#### Extrait du document

Le principe de l'utilisation non dommageable du territoire, un principe presque inconnu ou souvent négligé

Un principe souvent inconnu, ou parfois connu mais mépris ou négligé, le principe de l'utilisation non dommageable du territoire est l'un des principes du droit international qui viennent préciser les conséquences concrètes de la compétence territoriale et souveraine des États sur la sphère internationale.

Principe rattaché à l'intégrité territoriale, mais aussi à la souveraineté étatique et à la protection de l'environnement, ce principe mérite une majeure attention et son respect, pour réellement être imposé, passe par une majeure connaissance et un plus profond éclairage sur son contenu.





La souveraineté de l’Etat n’implique nullement que celui-ci puisse s’affranchir des règles de droit international et déjà la Cour permanente de Justice internationale, dans son premier arrêt (Wimbledon), avait affirmé que la faculté de contracter des engagements internationaux est précisément un attribut de la souveraineté de l’Etat. En d’autres termes, rien n’est au dessus de l’Etat, rien ne dicte sa conduite mais c’est en ce que l’Etat est souverain qu’il peut seul décider lui même de limiter sa souveraineté en signant un traité par exemple.

La souveraineté des Etats implique qu’ils soient juridiquement égaux et dans une situation d’égalité de souveraineté par rapport aux autres. Principe rappelé dans tous les actes constitutifs des organisations. La coexistence des sujets égaux rend nécessaire la garantie des droits de chacun, aussi en premier lieu le respect du droit international est-il inséparable de la souveraineté. Par ailleurs, sans interdiction de l’ingérence dans les affaires intérieures, sans prohibition du recours à la force, sans obligation de règlement pacifique des différends, il ne pourrait y avoir de garantie réelle des droits de chaque Etat.

########
#### Les données

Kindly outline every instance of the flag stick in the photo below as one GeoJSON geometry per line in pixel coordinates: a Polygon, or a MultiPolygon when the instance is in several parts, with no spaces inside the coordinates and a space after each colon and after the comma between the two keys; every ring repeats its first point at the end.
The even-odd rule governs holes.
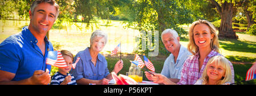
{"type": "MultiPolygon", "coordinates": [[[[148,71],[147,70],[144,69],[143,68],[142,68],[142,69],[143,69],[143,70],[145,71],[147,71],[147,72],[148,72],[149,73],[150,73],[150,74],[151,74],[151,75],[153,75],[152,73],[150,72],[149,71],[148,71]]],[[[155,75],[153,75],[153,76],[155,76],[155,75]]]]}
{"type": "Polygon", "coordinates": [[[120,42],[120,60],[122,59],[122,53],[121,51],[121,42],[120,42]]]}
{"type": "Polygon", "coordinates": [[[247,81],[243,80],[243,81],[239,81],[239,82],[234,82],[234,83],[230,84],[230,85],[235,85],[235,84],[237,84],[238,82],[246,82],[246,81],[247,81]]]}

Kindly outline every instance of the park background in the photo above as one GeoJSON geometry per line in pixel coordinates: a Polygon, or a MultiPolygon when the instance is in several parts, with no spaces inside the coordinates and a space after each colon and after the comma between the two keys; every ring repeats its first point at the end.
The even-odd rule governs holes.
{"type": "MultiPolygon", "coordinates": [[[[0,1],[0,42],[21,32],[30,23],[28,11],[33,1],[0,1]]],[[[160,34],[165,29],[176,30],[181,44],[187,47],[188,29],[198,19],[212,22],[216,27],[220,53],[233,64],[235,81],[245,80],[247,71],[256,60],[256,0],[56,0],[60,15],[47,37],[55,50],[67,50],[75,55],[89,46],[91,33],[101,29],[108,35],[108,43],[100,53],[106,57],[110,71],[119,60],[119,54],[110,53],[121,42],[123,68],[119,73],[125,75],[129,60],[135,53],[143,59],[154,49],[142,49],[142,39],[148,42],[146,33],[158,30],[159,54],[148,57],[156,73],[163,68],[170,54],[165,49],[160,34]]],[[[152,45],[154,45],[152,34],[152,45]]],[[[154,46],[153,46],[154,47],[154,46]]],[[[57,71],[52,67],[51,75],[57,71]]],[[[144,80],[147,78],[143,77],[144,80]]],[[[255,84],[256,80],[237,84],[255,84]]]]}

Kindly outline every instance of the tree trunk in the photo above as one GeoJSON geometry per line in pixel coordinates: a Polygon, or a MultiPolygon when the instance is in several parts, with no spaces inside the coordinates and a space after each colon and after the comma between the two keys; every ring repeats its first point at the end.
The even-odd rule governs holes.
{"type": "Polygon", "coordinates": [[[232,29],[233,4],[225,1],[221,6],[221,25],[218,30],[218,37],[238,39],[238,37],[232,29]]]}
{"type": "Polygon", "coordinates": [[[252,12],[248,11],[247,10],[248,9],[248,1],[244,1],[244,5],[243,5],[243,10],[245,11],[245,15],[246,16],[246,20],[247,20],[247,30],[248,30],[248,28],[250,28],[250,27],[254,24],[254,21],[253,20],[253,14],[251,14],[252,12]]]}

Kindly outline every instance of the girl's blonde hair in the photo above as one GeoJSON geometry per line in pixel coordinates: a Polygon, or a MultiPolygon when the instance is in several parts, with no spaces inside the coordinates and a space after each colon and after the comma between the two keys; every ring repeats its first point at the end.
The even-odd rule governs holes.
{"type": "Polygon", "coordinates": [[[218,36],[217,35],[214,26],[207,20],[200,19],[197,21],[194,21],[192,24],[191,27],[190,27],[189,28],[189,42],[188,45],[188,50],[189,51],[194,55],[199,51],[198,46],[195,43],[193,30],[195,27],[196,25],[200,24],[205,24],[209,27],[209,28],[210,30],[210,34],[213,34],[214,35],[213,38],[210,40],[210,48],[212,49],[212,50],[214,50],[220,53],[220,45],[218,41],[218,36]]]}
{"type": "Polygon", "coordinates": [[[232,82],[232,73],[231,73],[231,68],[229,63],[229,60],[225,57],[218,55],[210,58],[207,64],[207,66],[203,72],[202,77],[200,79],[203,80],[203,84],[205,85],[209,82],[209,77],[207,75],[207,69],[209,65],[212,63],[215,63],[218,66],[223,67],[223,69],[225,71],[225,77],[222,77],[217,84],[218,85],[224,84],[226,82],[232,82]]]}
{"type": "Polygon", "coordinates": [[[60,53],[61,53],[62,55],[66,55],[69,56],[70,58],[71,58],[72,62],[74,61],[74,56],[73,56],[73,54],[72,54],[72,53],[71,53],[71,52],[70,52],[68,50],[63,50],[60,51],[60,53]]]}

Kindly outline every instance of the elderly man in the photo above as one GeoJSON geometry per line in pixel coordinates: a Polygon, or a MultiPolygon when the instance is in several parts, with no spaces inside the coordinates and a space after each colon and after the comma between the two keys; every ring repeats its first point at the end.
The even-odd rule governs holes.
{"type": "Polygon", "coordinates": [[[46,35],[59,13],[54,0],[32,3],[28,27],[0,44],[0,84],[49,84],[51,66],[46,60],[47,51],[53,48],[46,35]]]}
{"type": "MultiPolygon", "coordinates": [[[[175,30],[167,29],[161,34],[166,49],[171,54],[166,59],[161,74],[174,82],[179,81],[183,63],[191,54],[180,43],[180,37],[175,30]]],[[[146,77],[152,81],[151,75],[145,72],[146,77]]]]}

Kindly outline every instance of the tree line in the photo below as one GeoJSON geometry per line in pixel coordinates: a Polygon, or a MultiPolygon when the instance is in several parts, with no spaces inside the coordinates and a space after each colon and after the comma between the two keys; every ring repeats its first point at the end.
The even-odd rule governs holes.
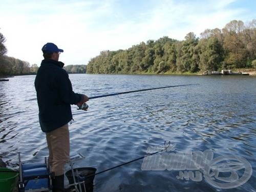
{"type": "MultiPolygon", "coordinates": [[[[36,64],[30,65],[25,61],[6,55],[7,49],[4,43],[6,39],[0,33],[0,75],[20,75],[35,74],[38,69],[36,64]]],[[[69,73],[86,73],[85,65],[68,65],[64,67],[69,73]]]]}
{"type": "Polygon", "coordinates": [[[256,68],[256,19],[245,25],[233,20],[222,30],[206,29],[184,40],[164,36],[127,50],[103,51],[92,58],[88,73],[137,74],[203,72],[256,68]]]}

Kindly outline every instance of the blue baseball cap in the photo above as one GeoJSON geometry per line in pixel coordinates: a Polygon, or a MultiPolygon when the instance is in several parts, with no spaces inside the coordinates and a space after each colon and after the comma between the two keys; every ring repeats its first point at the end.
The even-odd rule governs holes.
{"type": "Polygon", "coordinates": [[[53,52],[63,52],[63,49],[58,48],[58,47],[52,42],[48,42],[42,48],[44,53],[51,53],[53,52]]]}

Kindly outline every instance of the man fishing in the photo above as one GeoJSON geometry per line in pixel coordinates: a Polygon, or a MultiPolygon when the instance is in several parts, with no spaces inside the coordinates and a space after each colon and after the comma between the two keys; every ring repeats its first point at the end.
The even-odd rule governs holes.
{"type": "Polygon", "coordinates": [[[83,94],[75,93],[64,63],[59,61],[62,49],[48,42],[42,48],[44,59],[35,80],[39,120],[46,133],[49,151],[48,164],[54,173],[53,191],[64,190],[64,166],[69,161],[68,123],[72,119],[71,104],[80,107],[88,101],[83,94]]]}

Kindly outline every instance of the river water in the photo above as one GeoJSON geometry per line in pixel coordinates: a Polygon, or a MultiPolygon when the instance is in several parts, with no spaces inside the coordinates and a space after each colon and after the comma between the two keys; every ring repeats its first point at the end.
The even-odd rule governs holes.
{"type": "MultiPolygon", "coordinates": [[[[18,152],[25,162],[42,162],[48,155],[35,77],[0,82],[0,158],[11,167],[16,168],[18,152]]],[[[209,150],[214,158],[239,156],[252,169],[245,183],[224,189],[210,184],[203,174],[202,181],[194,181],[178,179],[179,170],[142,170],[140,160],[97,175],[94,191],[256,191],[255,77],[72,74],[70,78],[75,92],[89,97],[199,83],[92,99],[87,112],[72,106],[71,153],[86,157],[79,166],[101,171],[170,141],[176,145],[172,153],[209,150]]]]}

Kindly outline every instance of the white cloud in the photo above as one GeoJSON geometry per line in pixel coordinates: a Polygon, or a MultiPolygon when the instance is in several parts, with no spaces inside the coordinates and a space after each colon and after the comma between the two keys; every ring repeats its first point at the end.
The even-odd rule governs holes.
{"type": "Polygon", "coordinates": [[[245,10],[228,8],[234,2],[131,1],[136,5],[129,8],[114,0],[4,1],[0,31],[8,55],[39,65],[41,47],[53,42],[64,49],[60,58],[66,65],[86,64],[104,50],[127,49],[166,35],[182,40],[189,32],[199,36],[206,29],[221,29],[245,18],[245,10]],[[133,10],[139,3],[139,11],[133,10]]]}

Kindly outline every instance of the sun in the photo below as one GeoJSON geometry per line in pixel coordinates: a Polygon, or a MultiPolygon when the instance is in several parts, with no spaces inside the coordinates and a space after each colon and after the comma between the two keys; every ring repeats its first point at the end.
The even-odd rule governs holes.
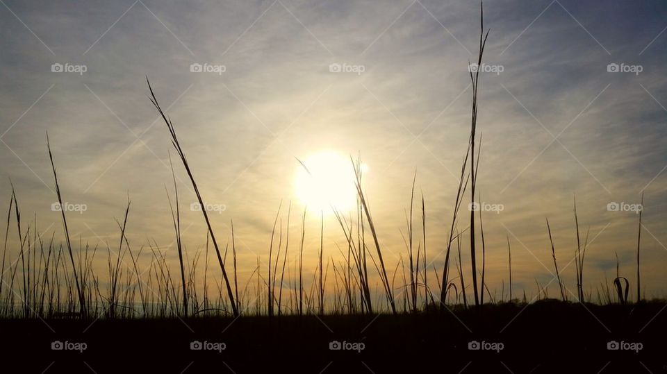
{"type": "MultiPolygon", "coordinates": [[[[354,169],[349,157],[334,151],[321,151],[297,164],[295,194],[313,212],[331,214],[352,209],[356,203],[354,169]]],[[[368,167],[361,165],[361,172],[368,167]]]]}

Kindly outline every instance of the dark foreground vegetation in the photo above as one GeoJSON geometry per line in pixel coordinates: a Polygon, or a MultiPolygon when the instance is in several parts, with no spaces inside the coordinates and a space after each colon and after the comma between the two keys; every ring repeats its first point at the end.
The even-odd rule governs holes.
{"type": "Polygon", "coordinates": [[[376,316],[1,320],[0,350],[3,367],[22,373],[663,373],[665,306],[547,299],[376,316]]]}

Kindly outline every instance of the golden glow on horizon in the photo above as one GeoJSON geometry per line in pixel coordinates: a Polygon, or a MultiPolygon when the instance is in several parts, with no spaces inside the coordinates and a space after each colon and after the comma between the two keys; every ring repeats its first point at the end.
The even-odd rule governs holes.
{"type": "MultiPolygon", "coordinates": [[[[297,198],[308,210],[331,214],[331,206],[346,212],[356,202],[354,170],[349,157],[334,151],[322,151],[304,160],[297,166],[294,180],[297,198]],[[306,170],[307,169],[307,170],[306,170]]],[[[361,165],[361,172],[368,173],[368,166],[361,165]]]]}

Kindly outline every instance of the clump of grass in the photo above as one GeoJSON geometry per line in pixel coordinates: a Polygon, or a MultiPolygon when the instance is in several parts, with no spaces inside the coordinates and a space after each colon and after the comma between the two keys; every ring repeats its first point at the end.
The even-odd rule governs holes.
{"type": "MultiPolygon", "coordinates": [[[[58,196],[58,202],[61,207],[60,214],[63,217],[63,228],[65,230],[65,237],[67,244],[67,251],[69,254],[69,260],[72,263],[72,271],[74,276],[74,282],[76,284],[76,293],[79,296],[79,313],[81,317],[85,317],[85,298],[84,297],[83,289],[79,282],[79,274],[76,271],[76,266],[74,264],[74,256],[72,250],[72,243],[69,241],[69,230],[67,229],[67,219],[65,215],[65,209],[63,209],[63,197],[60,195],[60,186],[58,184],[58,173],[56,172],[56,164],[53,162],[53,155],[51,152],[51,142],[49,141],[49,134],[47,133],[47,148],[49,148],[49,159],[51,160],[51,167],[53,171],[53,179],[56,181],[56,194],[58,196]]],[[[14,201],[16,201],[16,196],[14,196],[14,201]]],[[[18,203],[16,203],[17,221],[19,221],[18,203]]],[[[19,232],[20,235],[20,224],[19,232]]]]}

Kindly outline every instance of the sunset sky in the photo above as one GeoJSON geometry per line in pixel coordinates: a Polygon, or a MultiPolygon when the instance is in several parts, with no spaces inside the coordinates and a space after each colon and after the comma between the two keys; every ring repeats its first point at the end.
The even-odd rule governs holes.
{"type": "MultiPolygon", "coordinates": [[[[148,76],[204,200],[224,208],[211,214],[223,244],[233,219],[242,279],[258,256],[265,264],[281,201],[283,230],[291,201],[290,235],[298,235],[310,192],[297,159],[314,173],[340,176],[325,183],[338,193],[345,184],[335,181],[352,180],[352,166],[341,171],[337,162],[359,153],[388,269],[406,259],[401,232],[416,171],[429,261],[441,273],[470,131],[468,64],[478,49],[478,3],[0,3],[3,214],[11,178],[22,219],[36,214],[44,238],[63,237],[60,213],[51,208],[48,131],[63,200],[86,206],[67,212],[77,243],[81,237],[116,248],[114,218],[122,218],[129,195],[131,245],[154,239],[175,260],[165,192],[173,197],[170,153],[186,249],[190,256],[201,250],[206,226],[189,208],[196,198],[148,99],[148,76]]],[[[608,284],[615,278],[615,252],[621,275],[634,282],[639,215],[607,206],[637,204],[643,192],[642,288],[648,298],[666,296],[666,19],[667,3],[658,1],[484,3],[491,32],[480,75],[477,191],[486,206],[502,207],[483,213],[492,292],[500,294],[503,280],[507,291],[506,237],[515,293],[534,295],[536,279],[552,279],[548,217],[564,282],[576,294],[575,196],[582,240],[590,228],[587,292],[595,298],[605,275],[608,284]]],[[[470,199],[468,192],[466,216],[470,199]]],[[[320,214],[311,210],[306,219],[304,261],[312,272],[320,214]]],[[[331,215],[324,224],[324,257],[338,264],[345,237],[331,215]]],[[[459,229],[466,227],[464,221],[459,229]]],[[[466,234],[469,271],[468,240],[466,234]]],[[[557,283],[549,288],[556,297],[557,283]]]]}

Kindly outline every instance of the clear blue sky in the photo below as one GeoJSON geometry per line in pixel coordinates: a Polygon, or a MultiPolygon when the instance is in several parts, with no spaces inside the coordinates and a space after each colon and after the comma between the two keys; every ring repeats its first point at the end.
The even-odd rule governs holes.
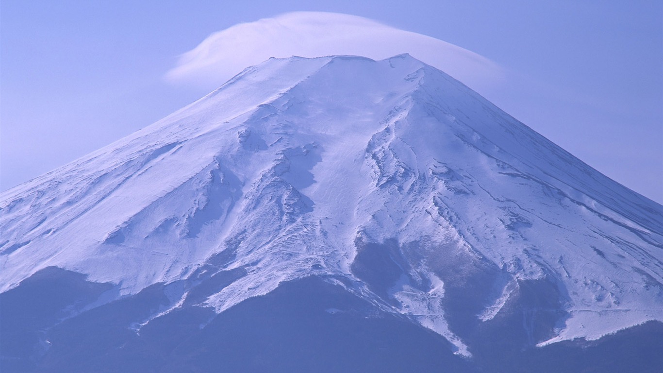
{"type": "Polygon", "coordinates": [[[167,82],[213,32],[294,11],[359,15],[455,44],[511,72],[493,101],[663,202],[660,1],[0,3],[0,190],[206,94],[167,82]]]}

########

* Problème posé A
Dans l'extrait du document, quelles sont toutes les conditions sans lesquelles il ne pourrait y avoir de garantie réelle des droits de chaque État ?
* Problème posé B
Relevez, dans les entrées ci-dessus, chaque ligne qui contient le mot "below", et recopiez-la.

* Réponse complète A
- L'interdiction de l'ingérence dans les affaires intérieures
- La prohibition du recours à la force
- L'obligation de règlement pacifique des différends

* Réponse complète B
Kindly outline every instance of the flag stick in the photo below as one GeoJSON geometry per line in pixel coordinates: a Polygon, or a MultiPolygon when the instance is in several parts, with no spaces inside the coordinates and a space after each colon and after the comma between the two keys; every ring repeats its first point at the end.
Kindly outline every instance of the tree line in the photo below as one GeoJSON geometry per line in pixel coordinates: a Polygon, or a MultiPolygon when the instance is in several parts, with no spaces inside the coordinates and a space after each colon and after the comma between the two keys; every ring repeats its first point at the end.
Kindly outline every instance of the sun in the photo below as one GeoJSON geometry per line in pixel coordinates: a Polygon, or a MultiPolygon when the instance is in several parts, with no spaces inside the coordinates and a space after each colon and after the comma between the two keys; every ring repeats its first point at the end.
Kindly outline every instance of the clear blue sky in the photo below as one GeoJSON geometry per line in pixel coordinates: a Polygon, or a MultiPolygon when the instance is in several parts, with no spaces inside the coordinates and a space after each colon and after the comma between the two keys; every ring repeats its first point at the end.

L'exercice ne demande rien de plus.